- _Entries shown_

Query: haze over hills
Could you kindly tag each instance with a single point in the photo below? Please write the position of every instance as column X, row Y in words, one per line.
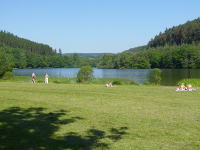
column 177, row 47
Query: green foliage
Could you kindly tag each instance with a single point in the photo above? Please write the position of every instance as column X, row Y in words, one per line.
column 6, row 62
column 194, row 82
column 85, row 74
column 187, row 33
column 155, row 76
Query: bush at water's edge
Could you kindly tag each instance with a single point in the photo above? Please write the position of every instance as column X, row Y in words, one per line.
column 62, row 80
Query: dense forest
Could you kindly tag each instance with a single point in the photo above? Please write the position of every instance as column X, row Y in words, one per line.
column 17, row 52
column 177, row 47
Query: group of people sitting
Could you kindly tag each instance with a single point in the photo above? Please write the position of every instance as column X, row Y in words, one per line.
column 182, row 87
column 46, row 78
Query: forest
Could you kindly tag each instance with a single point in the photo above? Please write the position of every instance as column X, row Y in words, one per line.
column 177, row 47
column 17, row 52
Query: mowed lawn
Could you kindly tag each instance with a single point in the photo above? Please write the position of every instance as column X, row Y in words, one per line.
column 73, row 116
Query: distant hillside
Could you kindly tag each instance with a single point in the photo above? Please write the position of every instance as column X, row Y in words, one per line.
column 87, row 55
column 136, row 49
column 177, row 47
column 10, row 40
column 187, row 33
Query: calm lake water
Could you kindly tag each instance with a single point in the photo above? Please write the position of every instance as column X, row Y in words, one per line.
column 169, row 76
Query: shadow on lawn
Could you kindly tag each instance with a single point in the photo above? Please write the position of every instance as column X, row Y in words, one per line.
column 33, row 129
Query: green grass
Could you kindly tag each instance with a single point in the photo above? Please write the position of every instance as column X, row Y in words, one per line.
column 194, row 82
column 62, row 80
column 81, row 116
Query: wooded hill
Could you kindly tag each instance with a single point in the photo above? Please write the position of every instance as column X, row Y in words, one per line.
column 10, row 40
column 87, row 55
column 177, row 47
column 188, row 33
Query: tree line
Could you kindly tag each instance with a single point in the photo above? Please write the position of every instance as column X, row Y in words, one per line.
column 19, row 58
column 188, row 33
column 177, row 56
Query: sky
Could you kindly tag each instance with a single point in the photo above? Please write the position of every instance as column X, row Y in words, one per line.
column 94, row 26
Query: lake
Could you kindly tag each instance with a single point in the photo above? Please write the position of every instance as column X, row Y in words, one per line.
column 169, row 76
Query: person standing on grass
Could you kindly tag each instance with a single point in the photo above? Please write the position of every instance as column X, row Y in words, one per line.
column 33, row 77
column 46, row 79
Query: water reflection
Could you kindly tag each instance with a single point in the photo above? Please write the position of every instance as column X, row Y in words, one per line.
column 169, row 76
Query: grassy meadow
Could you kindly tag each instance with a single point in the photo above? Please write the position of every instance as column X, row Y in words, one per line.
column 91, row 116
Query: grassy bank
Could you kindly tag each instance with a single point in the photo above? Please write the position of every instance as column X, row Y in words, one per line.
column 194, row 82
column 62, row 80
column 81, row 116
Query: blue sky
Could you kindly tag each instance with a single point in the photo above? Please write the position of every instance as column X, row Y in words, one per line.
column 94, row 25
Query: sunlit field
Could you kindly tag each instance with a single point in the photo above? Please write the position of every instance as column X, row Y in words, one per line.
column 80, row 116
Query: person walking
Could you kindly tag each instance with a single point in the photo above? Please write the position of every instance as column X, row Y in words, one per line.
column 46, row 79
column 33, row 77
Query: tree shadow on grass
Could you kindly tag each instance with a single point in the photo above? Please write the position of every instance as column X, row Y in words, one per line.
column 34, row 129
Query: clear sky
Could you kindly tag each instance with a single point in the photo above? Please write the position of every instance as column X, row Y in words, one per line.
column 94, row 25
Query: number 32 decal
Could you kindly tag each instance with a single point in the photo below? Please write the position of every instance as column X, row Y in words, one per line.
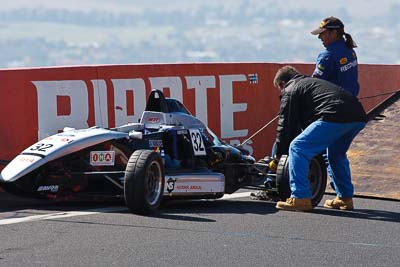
column 197, row 142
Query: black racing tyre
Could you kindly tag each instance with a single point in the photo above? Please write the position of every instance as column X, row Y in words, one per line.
column 144, row 182
column 317, row 177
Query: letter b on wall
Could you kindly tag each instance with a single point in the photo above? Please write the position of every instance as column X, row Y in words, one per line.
column 50, row 101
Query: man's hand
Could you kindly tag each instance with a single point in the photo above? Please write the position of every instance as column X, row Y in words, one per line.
column 273, row 165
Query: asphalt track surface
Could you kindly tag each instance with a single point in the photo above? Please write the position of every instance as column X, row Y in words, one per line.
column 236, row 231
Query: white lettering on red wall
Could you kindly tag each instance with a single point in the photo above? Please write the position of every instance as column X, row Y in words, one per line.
column 48, row 119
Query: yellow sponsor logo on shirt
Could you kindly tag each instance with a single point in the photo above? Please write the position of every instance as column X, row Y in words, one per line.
column 343, row 60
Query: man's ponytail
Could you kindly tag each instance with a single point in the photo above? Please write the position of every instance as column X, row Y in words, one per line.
column 349, row 41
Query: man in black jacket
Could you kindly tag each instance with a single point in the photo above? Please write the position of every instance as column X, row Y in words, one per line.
column 329, row 118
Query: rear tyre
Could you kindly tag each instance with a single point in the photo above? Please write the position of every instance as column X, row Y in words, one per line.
column 317, row 177
column 144, row 182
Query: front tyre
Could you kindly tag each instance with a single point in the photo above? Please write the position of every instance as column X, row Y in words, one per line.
column 317, row 177
column 144, row 182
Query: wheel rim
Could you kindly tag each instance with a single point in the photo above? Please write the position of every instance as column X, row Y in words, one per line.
column 314, row 177
column 153, row 182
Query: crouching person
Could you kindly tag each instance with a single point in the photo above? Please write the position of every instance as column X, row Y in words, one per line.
column 330, row 118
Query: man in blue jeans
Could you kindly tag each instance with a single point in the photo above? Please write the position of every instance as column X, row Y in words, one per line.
column 330, row 118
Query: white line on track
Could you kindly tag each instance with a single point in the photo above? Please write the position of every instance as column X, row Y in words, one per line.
column 67, row 214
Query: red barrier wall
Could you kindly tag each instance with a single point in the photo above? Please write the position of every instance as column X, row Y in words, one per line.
column 234, row 99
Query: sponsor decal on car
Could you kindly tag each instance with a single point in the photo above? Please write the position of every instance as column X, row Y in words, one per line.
column 153, row 120
column 155, row 143
column 343, row 60
column 102, row 158
column 199, row 148
column 171, row 185
column 48, row 188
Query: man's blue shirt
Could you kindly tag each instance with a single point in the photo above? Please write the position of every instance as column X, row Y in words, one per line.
column 338, row 64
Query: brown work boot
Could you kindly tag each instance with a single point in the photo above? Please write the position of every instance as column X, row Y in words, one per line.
column 340, row 203
column 295, row 204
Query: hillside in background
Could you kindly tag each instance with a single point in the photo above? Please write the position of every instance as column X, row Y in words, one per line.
column 46, row 33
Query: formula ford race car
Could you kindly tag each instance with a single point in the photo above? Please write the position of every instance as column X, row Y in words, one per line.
column 169, row 154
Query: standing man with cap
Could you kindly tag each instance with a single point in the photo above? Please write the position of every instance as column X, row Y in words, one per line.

- _Task description_
From the records above, pull every line that has the string "tree" and copy it.

- _Exercise solution_
Query: tree line
Query: tree shadow on grass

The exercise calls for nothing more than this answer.